Texto de lectura:
(…) Alegría, que ha nacido el hombre en el mundo.
JUAN, 16. 21
Que se le perdonen sus muchos pecados, pues ha amado mucho.
LUCAS, 7, 47
Jesús se ocupa del matrimonio celosa, casi apasionadamente.
MARTÍN RADE, teólogo
La vida sexual, en sí misma, no es para él pecado.
HERBERT PREISKER, teólogo
El ascetismo cristiano no tiene en Jesús ningún apoyo. Jesús representa el celibato, la discriminación femenina y matrimonial, los ayunos y otras prácticas penitenciales en tan escasa medida como el militarismo o la explotación.

[Entradas del conjunto de datos]
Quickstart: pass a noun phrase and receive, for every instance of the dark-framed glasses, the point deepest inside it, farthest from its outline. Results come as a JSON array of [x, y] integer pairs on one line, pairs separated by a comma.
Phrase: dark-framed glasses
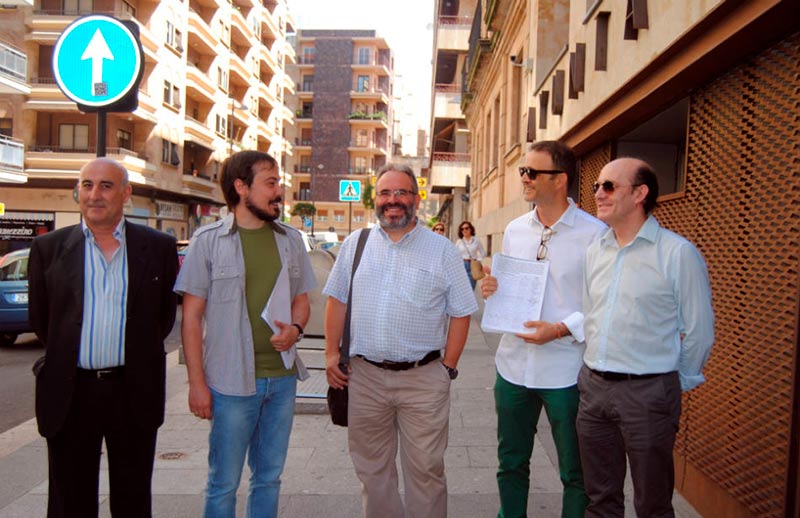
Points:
[[398, 193], [541, 253], [608, 186], [532, 173]]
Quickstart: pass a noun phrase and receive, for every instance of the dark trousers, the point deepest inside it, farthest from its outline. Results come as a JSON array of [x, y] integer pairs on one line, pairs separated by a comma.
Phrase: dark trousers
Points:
[[637, 418], [518, 410], [97, 412]]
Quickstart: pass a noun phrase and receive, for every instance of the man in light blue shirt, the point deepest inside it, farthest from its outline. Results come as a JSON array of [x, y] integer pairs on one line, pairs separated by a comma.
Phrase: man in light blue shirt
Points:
[[410, 299], [649, 328]]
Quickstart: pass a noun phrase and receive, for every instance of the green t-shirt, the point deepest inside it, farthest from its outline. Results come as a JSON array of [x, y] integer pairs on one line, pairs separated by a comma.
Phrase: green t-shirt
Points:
[[262, 264]]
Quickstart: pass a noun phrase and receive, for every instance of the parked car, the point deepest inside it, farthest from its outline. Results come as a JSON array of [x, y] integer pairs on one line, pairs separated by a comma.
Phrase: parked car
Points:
[[13, 296]]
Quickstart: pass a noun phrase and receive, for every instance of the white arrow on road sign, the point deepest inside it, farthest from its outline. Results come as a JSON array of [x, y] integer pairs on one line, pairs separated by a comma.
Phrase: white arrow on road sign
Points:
[[97, 50]]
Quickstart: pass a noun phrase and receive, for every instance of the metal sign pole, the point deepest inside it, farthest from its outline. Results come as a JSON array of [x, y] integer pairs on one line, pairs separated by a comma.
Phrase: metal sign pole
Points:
[[101, 133]]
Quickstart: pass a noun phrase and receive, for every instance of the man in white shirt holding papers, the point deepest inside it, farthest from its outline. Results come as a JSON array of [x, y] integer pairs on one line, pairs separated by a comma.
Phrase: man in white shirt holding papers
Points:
[[540, 368]]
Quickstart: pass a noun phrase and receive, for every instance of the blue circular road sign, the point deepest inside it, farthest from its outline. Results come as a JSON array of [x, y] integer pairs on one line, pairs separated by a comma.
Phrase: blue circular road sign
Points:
[[97, 60]]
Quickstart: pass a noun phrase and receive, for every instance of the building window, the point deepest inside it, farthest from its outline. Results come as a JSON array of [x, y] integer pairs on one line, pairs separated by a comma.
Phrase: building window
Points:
[[362, 138], [363, 84], [221, 124], [73, 136], [124, 139], [169, 153], [173, 38], [601, 41], [7, 127], [172, 95], [661, 141], [222, 78], [308, 83]]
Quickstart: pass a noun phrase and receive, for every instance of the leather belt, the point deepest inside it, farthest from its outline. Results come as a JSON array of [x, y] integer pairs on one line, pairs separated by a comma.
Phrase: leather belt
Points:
[[403, 366], [111, 373], [622, 376]]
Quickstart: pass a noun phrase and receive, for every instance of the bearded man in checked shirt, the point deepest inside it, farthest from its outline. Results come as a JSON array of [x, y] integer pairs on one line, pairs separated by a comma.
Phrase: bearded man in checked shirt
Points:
[[410, 299]]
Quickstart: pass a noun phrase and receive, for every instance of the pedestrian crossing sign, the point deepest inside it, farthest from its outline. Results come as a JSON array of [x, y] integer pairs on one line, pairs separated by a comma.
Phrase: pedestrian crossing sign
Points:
[[349, 190]]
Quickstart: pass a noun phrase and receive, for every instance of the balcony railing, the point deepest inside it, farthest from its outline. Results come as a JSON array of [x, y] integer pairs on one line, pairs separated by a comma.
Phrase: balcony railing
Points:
[[445, 21], [361, 170], [367, 116], [451, 157], [447, 88], [12, 153], [13, 62], [360, 88]]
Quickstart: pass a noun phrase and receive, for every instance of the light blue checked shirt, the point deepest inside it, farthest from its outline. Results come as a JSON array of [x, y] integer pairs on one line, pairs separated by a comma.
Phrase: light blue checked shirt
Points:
[[647, 306], [404, 293], [105, 297]]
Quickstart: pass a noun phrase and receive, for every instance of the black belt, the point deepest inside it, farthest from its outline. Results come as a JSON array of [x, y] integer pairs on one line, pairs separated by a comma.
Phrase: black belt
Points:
[[622, 376], [111, 373], [403, 366]]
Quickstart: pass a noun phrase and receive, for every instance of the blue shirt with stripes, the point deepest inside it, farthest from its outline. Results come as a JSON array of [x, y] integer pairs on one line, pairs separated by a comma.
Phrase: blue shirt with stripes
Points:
[[105, 296]]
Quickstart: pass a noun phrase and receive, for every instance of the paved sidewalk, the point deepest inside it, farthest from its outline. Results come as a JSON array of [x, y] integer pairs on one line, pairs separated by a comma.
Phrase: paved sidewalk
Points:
[[318, 479]]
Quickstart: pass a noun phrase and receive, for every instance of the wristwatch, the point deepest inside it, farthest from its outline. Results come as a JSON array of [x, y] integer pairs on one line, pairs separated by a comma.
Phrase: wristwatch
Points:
[[299, 328]]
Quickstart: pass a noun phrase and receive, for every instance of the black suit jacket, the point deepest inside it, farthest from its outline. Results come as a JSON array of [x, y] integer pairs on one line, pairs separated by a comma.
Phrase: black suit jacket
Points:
[[55, 284]]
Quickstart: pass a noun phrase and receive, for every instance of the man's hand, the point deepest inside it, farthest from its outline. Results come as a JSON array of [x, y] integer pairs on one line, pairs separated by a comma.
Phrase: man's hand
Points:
[[200, 400], [336, 378], [544, 332], [488, 283], [286, 338]]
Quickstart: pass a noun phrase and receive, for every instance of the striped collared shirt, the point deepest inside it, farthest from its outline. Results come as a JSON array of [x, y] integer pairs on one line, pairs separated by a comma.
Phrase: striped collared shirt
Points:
[[105, 296]]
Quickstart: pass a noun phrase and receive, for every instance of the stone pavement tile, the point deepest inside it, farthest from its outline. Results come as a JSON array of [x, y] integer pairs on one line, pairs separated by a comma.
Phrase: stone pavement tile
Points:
[[462, 436], [21, 470], [471, 480], [179, 481], [456, 457], [340, 480], [309, 506], [28, 506]]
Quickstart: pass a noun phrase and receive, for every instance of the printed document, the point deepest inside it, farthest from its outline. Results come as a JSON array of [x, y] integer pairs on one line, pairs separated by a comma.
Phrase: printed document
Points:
[[279, 307], [519, 296]]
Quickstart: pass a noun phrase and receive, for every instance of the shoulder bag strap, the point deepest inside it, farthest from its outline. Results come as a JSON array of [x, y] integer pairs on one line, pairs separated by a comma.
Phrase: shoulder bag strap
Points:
[[344, 347]]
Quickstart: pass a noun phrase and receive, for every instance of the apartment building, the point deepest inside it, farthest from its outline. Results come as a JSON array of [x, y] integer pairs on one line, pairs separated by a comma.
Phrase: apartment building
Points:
[[450, 142], [706, 91], [214, 82], [343, 123]]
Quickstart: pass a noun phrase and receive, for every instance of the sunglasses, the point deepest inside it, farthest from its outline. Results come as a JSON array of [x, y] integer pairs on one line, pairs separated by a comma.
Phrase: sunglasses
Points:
[[532, 173], [608, 186]]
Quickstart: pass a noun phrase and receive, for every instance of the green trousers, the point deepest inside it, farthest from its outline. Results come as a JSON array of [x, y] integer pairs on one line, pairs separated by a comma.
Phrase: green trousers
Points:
[[518, 410]]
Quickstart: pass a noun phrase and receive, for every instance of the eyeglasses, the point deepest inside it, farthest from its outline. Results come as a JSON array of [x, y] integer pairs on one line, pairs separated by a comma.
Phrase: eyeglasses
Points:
[[398, 193], [608, 186], [541, 253], [532, 173]]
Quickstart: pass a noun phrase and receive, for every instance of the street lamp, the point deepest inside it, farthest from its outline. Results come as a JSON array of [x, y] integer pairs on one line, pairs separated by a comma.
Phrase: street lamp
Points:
[[320, 167]]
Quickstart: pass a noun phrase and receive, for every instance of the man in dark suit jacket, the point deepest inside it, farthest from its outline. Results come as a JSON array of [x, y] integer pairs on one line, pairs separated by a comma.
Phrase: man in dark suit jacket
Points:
[[101, 302]]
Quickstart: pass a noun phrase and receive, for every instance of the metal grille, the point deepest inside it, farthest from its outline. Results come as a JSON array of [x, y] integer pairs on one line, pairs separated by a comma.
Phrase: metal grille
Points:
[[741, 207], [742, 210]]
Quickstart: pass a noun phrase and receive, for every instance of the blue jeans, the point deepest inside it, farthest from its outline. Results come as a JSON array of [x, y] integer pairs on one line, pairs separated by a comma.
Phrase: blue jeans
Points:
[[258, 426]]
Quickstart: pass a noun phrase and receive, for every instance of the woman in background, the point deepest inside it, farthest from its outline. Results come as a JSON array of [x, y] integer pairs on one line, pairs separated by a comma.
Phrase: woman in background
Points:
[[469, 246]]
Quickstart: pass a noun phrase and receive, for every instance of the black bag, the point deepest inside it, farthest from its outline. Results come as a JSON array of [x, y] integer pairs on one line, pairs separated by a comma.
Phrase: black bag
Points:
[[337, 398], [337, 404]]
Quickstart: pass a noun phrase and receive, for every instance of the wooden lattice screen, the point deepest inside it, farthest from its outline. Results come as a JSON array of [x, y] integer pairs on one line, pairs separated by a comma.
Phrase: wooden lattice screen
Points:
[[741, 207]]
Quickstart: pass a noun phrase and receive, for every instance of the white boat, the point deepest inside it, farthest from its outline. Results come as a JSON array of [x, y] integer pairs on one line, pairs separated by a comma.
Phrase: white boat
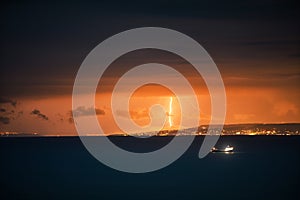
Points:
[[227, 149]]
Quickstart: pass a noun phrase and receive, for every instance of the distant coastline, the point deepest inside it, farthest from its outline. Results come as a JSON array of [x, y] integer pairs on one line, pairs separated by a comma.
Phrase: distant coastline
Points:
[[228, 129]]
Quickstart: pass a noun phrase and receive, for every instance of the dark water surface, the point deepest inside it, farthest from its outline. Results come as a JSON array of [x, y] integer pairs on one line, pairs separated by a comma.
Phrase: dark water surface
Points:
[[263, 167]]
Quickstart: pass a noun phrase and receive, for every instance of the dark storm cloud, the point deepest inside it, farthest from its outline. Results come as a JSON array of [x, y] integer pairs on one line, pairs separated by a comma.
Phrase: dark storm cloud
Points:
[[4, 120], [39, 114]]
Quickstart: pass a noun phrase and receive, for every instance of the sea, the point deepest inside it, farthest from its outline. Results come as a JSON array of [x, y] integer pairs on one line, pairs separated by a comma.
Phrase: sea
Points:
[[261, 167]]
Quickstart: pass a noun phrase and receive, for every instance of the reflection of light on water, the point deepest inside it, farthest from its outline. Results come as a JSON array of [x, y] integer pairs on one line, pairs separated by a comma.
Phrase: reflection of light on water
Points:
[[170, 112]]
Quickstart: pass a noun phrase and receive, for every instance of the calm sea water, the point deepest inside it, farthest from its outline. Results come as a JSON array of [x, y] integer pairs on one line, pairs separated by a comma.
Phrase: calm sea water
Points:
[[263, 167]]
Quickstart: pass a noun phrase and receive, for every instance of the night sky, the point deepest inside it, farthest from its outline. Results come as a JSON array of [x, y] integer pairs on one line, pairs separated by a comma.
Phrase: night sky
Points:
[[255, 44]]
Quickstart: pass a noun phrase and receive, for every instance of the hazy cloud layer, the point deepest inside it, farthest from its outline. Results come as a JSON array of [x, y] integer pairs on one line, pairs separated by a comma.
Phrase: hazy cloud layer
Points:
[[4, 100], [83, 111], [39, 114]]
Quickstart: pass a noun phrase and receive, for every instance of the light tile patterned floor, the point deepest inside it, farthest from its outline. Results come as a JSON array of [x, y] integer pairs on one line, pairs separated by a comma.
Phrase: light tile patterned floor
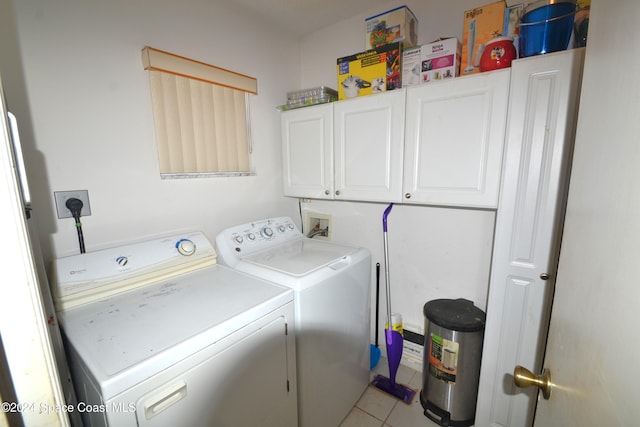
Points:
[[378, 409]]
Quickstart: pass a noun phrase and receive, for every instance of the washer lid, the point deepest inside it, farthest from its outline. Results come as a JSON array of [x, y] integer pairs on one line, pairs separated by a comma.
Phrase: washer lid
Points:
[[300, 257], [126, 338]]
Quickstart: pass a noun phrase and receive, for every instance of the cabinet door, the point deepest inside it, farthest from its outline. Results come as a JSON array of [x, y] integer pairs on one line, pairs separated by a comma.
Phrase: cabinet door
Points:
[[455, 136], [307, 152], [542, 115], [368, 141]]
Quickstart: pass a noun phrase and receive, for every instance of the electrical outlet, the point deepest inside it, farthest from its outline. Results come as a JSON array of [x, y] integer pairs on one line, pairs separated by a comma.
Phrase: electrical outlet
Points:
[[319, 225], [61, 200]]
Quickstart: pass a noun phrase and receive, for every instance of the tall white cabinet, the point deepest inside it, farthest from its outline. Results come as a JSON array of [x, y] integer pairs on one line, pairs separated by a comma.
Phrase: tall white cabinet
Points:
[[498, 140], [543, 104]]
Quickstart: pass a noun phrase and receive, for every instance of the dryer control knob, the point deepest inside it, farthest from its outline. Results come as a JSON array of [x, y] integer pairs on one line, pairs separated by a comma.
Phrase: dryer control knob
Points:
[[186, 247]]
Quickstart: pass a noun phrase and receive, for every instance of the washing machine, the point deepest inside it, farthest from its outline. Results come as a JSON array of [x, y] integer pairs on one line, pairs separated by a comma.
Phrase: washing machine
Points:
[[332, 287], [158, 334]]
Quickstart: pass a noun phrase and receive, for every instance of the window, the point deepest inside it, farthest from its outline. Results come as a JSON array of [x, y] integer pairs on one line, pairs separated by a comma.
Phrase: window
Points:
[[201, 116]]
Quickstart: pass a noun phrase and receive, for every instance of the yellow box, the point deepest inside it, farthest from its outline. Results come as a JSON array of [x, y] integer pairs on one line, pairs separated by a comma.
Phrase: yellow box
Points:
[[395, 25], [372, 71], [480, 25]]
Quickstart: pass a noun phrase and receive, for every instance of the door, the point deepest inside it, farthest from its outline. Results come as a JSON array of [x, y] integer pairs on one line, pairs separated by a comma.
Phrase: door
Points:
[[369, 145], [455, 139], [29, 378], [540, 132], [307, 152], [593, 346]]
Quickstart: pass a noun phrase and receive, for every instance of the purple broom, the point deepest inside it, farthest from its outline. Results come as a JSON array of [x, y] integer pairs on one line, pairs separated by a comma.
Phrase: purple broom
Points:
[[393, 338]]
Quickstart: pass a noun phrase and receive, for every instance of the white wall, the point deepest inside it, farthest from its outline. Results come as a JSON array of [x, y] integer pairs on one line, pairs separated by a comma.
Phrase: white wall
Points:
[[89, 121], [434, 252]]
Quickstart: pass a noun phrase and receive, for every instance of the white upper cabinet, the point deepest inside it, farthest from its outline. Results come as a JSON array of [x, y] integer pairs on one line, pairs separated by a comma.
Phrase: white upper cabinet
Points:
[[307, 149], [454, 140], [368, 143]]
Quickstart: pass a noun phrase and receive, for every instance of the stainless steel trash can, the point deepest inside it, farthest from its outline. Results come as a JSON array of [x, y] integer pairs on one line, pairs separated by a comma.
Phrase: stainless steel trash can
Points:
[[454, 331]]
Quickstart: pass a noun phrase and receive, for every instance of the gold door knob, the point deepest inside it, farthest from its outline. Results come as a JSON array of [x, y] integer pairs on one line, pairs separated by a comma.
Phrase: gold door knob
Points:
[[525, 378]]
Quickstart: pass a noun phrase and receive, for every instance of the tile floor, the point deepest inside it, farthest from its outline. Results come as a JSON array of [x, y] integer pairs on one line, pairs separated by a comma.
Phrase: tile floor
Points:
[[378, 409]]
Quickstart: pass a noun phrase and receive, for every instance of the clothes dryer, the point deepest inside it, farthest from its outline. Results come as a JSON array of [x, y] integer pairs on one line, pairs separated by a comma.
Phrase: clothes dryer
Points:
[[158, 334]]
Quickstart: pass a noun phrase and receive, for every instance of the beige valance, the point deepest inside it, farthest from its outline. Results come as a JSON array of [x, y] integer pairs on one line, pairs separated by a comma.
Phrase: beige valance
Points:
[[158, 60]]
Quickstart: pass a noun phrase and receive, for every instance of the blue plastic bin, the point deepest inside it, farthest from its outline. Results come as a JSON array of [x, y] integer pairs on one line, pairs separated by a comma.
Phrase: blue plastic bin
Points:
[[546, 27]]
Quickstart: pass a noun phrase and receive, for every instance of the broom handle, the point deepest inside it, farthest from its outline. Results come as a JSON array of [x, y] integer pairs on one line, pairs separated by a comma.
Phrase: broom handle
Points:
[[387, 282], [386, 265]]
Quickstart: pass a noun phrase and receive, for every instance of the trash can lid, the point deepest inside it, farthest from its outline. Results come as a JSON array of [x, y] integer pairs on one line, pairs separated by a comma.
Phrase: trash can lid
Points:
[[455, 314]]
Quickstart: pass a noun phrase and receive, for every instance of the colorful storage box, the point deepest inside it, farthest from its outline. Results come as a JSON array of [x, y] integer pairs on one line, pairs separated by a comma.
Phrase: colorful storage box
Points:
[[434, 61], [480, 25], [395, 25], [372, 71]]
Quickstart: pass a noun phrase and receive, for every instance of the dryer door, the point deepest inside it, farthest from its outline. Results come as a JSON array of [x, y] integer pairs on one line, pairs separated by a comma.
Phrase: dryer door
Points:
[[251, 382]]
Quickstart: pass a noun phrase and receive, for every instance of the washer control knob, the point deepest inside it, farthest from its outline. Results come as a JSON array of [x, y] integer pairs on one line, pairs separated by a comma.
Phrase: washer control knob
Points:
[[267, 232], [186, 247]]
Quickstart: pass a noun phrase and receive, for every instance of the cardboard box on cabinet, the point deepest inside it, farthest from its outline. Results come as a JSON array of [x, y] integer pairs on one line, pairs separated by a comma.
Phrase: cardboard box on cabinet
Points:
[[395, 25], [437, 60], [372, 71], [480, 25]]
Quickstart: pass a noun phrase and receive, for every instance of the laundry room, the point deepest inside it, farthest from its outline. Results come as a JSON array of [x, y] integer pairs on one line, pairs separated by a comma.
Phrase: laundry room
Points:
[[73, 72], [90, 126]]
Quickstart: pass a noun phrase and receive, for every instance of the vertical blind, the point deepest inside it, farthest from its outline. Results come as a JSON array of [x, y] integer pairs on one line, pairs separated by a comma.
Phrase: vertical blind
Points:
[[200, 114]]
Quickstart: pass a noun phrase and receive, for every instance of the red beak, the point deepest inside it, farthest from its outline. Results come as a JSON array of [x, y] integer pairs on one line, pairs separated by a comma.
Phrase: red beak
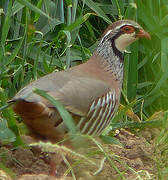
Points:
[[143, 34]]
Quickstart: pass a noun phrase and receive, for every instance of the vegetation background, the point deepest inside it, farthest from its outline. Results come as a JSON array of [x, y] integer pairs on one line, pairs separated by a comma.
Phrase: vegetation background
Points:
[[39, 37]]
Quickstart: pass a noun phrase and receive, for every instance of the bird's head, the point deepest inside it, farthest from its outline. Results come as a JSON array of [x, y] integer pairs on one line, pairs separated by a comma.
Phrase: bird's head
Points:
[[122, 33]]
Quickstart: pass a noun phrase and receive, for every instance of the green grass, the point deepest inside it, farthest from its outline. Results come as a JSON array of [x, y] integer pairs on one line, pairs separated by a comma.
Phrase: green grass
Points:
[[37, 38]]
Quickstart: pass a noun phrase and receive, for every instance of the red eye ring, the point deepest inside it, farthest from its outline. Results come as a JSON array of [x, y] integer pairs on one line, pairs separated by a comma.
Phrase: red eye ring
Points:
[[128, 29]]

Tareas a realizar:
1. Según el texto de lectura, ¿a qué se dedica Martín Rade?
2. Di si cada frase coincide con el texto de lectura: (a) la vida sexual, en sí misma, se presenta como pecado; (b) el ascetismo cristiano no encuentra apoyo en Jesús; (c) la cita de Lucas pide perdón para quien ha amado mucho.
3. Extrae sin cambios del texto de lectura el trozo que empieza con "JUAN, 16. 21" y sigue hasta "o la explotación.".

Respuestas por tarea:
1. Es teólogo.

2.
(a) No: "La vida sexual, en sí misma, no es para él pecado."
(b) Sí: "El ascetismo cristiano no tiene en Jesús ningún apoyo."
(c) Sí: "Que se le perdonen sus muchos pecados, pues ha amado mucho."

3.
JUAN, 16. 21
Que se le perdonen sus muchos pecados, pues ha amado mucho.
LUCAS, 7, 47
Jesús se ocupa del matrimonio celosa, casi apasionadamente.
MARTÍN RADE, teólogo
La vida sexual, en sí misma, no es para él pecado.
HERBERT PREISKER, teólogo
El ascetismo cristiano no tiene en Jesús ningún apoyo. Jesús representa el celibato, la discriminación femenina y matrimonial, los ayunos y otras prácticas penitenciales en tan escasa medida como el militarismo o la explotación.